— Work request —
Begin at the line that contains "746L31 740L2 743L0" and stop after the line that contains "positive clicks: (0, 745)". Write out those lines again, changing "rough mask" to "draft mask" and leaving everything else unchanged.

*** Opening of Dataset ***

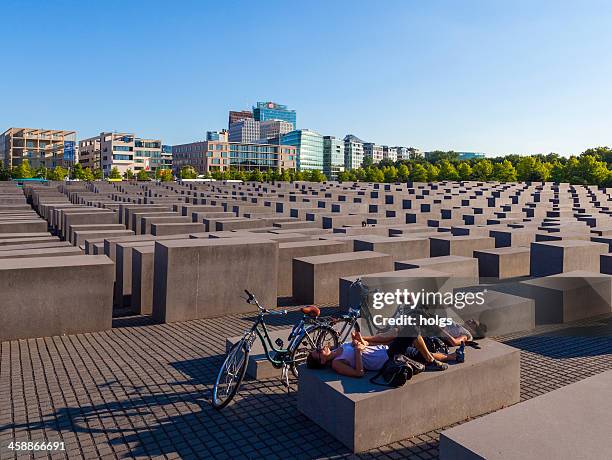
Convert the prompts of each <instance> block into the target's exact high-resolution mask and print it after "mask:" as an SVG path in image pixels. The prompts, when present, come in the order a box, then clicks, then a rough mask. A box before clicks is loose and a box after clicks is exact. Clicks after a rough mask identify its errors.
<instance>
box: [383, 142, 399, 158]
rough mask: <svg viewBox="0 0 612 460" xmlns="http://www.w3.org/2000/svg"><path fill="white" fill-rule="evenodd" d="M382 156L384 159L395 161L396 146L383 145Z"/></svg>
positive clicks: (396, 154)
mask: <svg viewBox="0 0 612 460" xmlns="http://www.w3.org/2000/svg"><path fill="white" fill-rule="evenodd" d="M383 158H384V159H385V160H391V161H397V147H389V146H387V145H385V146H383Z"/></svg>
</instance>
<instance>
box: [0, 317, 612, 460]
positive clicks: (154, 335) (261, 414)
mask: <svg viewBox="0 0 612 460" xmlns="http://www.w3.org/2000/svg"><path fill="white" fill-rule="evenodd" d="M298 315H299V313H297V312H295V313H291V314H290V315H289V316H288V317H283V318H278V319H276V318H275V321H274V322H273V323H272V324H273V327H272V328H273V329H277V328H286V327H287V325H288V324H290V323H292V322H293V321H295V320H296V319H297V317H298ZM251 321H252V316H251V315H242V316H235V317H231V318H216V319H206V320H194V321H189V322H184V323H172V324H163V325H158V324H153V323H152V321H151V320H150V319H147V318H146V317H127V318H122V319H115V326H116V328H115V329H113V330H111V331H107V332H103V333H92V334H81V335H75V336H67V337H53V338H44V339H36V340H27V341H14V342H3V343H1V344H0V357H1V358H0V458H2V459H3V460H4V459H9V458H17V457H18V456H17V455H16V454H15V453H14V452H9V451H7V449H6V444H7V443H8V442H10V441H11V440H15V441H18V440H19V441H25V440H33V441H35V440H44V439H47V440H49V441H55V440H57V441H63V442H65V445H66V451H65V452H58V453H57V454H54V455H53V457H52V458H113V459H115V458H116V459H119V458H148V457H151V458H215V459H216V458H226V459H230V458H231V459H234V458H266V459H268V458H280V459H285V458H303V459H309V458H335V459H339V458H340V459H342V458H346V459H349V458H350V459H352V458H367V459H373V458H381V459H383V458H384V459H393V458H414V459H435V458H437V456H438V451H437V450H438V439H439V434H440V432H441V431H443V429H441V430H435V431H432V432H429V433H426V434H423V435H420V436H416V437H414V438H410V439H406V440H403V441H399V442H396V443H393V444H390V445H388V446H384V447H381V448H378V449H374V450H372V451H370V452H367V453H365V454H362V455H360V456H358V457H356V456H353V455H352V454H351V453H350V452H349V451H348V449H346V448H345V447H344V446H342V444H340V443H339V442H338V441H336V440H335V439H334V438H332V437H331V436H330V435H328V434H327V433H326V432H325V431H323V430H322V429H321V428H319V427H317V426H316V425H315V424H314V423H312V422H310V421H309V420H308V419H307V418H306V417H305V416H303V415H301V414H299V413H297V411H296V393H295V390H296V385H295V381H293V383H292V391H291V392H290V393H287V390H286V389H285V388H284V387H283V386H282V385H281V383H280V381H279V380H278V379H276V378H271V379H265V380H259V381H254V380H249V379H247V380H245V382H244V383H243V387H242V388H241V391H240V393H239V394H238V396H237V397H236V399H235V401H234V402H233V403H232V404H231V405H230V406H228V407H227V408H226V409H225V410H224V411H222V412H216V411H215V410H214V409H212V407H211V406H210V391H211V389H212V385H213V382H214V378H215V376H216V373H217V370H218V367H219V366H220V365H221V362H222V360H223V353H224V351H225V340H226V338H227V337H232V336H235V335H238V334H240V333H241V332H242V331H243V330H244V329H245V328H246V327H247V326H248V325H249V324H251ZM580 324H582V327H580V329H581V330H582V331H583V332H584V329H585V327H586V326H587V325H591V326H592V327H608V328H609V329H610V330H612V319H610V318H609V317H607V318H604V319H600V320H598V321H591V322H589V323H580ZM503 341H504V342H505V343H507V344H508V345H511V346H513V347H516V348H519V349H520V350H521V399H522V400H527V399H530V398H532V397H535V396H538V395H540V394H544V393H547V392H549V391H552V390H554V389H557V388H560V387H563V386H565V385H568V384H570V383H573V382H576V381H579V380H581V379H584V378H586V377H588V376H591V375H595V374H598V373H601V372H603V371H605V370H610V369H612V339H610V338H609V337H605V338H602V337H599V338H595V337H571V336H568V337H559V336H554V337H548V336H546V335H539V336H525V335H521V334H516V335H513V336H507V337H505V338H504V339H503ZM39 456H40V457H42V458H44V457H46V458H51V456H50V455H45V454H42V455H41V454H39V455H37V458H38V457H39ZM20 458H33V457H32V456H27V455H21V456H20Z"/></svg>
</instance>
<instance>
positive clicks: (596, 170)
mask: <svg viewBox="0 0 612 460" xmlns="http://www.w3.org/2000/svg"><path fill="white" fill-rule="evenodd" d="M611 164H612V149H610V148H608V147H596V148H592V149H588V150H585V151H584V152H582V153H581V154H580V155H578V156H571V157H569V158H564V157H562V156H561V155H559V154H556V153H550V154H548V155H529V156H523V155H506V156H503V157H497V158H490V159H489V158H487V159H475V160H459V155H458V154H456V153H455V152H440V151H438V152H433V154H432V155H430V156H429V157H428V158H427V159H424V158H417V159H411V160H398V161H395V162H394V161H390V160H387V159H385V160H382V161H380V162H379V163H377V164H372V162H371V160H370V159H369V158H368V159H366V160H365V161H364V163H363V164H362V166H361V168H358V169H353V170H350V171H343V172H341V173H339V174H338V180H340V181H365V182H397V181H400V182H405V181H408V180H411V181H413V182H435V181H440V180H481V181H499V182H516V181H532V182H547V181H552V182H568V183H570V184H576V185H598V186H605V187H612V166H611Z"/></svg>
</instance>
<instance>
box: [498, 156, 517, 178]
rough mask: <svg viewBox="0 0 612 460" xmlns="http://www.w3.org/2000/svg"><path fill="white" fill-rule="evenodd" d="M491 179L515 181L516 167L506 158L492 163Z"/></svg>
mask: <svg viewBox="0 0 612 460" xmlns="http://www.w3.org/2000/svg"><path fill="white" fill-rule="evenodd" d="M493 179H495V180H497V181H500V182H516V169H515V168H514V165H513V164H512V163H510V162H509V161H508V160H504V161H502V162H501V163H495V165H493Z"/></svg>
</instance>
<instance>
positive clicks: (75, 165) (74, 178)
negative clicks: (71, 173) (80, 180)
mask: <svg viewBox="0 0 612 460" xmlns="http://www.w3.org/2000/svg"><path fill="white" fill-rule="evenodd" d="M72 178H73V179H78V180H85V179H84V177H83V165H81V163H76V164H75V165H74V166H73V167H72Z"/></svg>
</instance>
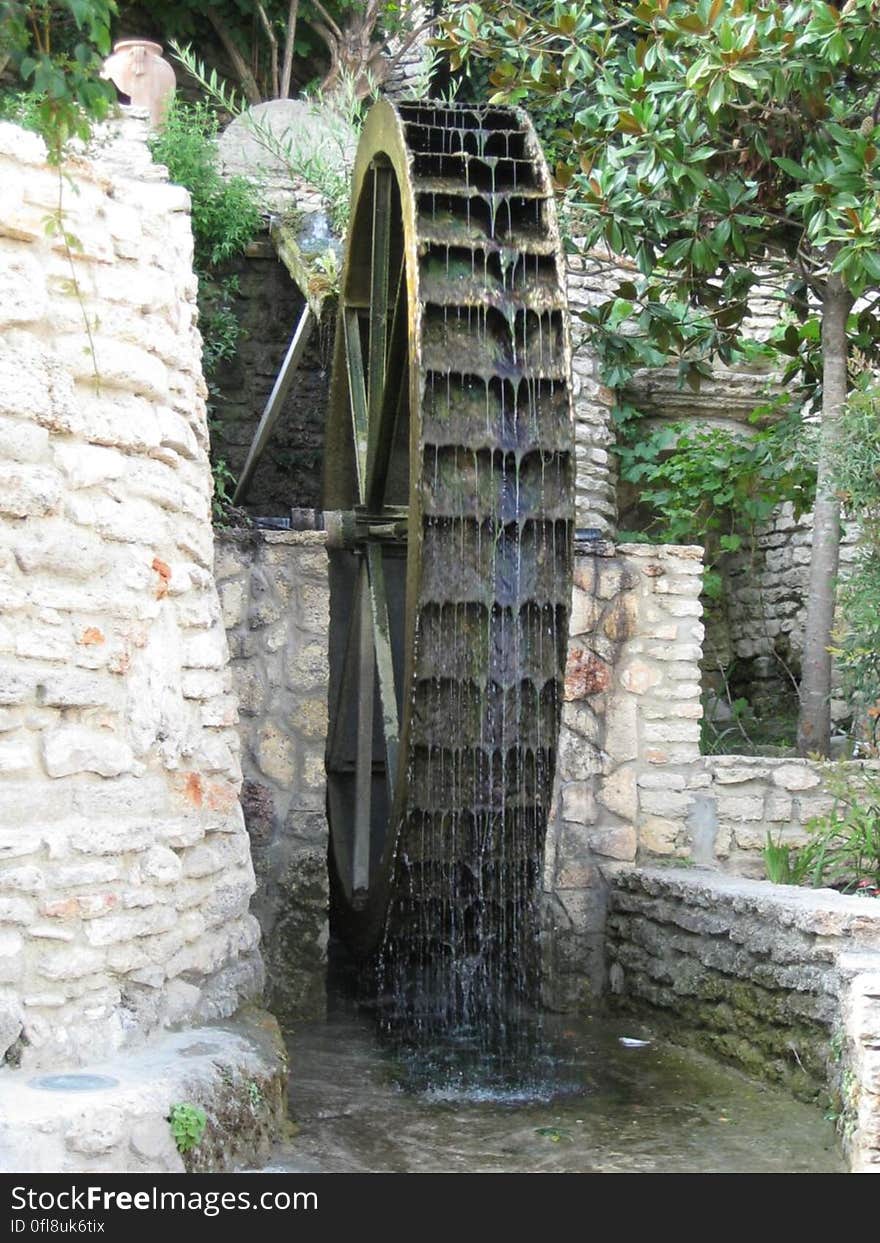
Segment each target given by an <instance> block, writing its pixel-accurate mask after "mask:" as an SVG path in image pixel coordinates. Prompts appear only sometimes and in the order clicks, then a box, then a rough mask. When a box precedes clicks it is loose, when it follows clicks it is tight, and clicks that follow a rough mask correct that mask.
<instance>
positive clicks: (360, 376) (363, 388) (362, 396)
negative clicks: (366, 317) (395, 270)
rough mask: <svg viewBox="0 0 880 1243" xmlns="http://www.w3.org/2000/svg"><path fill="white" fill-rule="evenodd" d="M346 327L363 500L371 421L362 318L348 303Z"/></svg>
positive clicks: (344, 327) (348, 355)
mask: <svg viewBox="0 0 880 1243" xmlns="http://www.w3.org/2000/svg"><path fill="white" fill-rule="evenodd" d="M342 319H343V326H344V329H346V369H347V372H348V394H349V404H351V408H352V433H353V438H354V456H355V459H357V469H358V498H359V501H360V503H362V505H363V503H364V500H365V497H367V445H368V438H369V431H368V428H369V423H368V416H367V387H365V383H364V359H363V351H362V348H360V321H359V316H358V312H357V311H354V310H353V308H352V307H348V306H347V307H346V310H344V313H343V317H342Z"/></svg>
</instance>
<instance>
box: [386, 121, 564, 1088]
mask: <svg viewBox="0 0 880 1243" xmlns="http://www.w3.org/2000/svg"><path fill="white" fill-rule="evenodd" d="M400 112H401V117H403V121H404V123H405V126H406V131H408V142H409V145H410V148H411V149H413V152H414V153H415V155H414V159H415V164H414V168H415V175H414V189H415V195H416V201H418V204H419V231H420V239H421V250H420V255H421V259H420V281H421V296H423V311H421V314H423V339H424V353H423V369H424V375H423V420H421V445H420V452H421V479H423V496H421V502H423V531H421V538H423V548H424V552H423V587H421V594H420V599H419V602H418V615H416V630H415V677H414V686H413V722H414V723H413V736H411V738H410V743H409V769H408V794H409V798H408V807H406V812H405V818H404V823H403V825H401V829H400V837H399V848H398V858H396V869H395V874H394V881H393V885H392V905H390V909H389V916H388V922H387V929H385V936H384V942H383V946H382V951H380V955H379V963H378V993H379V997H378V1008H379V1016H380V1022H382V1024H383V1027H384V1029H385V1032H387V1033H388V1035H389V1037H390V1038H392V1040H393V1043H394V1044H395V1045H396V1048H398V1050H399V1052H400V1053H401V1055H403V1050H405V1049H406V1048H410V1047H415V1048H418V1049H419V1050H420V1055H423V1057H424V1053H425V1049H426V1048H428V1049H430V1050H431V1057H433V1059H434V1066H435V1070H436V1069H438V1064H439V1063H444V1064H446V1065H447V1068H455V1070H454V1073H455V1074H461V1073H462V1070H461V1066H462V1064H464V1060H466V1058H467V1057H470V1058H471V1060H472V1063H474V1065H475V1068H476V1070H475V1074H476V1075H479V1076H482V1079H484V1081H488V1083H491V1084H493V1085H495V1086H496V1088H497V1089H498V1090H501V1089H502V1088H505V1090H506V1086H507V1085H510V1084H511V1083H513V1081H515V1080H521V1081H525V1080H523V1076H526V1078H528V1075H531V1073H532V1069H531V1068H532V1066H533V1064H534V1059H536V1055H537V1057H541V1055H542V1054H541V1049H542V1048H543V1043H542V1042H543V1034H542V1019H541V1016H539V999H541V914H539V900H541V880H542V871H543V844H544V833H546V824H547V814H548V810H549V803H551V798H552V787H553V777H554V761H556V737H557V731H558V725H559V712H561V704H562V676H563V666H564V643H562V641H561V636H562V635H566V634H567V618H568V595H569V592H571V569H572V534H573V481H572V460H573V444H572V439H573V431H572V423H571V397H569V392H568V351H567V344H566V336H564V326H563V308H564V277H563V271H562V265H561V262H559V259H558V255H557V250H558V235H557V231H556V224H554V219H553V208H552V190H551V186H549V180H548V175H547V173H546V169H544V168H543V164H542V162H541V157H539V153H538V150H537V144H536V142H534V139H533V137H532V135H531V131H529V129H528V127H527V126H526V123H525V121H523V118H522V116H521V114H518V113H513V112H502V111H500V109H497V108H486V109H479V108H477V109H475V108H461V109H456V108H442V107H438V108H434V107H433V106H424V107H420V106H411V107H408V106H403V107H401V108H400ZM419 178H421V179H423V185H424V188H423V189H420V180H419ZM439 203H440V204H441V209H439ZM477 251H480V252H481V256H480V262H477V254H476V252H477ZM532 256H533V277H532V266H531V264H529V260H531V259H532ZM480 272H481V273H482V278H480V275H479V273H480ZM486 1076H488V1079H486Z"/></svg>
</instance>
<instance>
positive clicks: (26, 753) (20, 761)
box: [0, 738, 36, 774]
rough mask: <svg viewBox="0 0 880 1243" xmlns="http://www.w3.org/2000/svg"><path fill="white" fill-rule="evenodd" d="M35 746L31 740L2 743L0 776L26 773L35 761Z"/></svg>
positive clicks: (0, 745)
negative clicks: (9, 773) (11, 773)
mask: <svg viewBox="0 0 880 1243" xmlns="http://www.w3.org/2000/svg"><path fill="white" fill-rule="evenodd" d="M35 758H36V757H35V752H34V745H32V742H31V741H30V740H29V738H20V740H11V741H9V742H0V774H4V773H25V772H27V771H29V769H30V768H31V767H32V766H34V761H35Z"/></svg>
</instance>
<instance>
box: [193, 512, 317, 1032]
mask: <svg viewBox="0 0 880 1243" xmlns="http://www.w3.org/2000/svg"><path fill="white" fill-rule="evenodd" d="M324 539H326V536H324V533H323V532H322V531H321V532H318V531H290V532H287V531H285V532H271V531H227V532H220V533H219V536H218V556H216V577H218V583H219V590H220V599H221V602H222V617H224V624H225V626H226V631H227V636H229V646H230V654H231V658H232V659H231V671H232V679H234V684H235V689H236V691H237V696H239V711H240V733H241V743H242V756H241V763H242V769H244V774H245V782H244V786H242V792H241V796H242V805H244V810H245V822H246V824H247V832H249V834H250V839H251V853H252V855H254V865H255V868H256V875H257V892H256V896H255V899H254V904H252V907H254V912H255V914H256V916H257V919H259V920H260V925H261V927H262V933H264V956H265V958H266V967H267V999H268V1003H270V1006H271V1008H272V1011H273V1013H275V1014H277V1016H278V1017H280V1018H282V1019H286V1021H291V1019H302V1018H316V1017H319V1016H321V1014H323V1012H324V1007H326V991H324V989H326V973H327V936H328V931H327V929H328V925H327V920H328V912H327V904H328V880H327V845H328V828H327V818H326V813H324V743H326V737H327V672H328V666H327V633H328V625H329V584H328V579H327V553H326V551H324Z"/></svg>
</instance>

*** Close of Dataset ***

— Answer to the problem —
draft mask: <svg viewBox="0 0 880 1243" xmlns="http://www.w3.org/2000/svg"><path fill="white" fill-rule="evenodd" d="M35 746L31 740L2 743L0 776L26 773L35 761Z"/></svg>
positive clicks: (0, 745)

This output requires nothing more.